Provided material start

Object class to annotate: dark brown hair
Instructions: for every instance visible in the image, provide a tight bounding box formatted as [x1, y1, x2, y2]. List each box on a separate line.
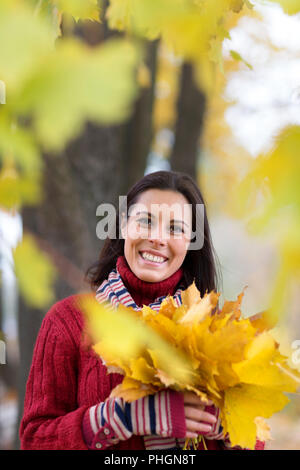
[86, 171, 221, 296]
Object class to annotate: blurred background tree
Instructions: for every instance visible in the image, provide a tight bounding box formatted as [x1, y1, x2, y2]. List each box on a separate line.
[0, 0, 300, 448]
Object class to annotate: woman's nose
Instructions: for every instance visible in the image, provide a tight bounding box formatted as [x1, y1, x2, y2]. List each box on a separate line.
[148, 225, 168, 244]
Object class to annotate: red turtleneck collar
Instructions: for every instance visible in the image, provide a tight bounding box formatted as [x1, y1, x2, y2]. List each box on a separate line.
[117, 255, 183, 307]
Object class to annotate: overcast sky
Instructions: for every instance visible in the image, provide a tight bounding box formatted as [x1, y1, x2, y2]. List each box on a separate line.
[223, 1, 300, 157]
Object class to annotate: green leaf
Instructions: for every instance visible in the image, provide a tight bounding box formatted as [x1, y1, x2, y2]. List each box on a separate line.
[14, 39, 141, 151]
[50, 0, 100, 21]
[270, 0, 300, 15]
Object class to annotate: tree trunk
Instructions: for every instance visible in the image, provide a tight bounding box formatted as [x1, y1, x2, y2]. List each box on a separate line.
[14, 14, 157, 448]
[170, 63, 205, 181]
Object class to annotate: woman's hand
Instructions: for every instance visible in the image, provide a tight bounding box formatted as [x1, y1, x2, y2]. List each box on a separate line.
[183, 392, 217, 438]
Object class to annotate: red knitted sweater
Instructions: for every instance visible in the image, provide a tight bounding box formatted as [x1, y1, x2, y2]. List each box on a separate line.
[20, 257, 263, 450]
[20, 257, 182, 450]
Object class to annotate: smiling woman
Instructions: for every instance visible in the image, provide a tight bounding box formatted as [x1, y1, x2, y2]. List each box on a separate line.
[122, 189, 192, 282]
[20, 171, 250, 450]
[87, 171, 221, 295]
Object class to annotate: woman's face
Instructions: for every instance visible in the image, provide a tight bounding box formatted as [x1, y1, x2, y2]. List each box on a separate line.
[122, 189, 192, 282]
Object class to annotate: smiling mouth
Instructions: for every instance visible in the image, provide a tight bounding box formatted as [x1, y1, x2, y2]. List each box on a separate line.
[139, 251, 169, 266]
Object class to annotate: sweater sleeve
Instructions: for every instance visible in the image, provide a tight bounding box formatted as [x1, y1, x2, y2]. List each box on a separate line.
[83, 389, 186, 450]
[19, 314, 88, 450]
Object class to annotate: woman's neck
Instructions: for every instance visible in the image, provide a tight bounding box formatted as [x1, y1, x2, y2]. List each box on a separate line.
[117, 255, 183, 307]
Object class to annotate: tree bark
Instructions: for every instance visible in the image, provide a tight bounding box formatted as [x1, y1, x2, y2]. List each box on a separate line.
[170, 62, 205, 181]
[14, 14, 157, 448]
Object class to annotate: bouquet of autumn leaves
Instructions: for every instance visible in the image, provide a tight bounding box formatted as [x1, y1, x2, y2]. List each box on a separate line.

Provided material end

Return exactly the lines of the data, and only those, from the line with "Object class to annotate: tree trunk" through the last line, inclusive.

Object class to annotate: tree trunk
Instructions: for every instance visible in the image, provide a tight bounding box formatted as [x1, y1, x2, y2]. List each box on a separate line.
[14, 14, 157, 448]
[170, 63, 205, 181]
Object class to annotate: woman's hand
Instructions: for every instance visible in the image, provide a tight bounding box formatted as [x1, y1, x2, y2]. List each box on a separate line.
[183, 392, 217, 438]
Object class to annotate: red knitted sweater
Instructions: for every instance visible in the image, provide a tight bounding box formatted as [x1, y1, x2, y2]. List each box on a separate line.
[20, 257, 263, 450]
[20, 257, 182, 450]
Object class to annotate: smiling woman
Instructions: for every instance visible in the image, provide a tight bounding box formatted as [x1, y1, x2, y2]. List each box on a separate line.
[122, 189, 192, 282]
[20, 171, 250, 450]
[87, 171, 221, 295]
Object class to annotate: woman's face
Instructions: for every instance visible in the image, provide a tight bounding box formatted as [x1, y1, x2, y2]. List each box on a separate line.
[122, 189, 192, 282]
Object class to annotate: smiling mouth
Instructions: for every instance visible in the image, provide a tight bounding box formatted as [x1, y1, x2, y2]. List each box on a separate line.
[139, 251, 169, 266]
Object class to annotate: sweater sleeve
Instructions: for every instance visible in the image, provide a tight bounding box formatted as [x1, y1, x2, y2]. List each box on a separate line.
[83, 389, 186, 450]
[19, 314, 88, 450]
Object class to annotate: woman's neck
Instructions: for every instance visible in the image, provide a tight bounding box formatted as [x1, y1, x2, y2]. List each box on a separate line.
[117, 255, 183, 307]
Object class to annotate: tree bark
Instructions: for every instance visible in the image, provide a tight bounding box formatted as [x1, y1, x2, y2]. List each box on a separate line.
[170, 62, 205, 181]
[14, 14, 157, 448]
Object class to annotate: bouquet of autumn leaves
Instructions: for every instance visible in the image, provide a tight bounding box formatted as [x1, y1, x2, y2]. List each box on a separate line.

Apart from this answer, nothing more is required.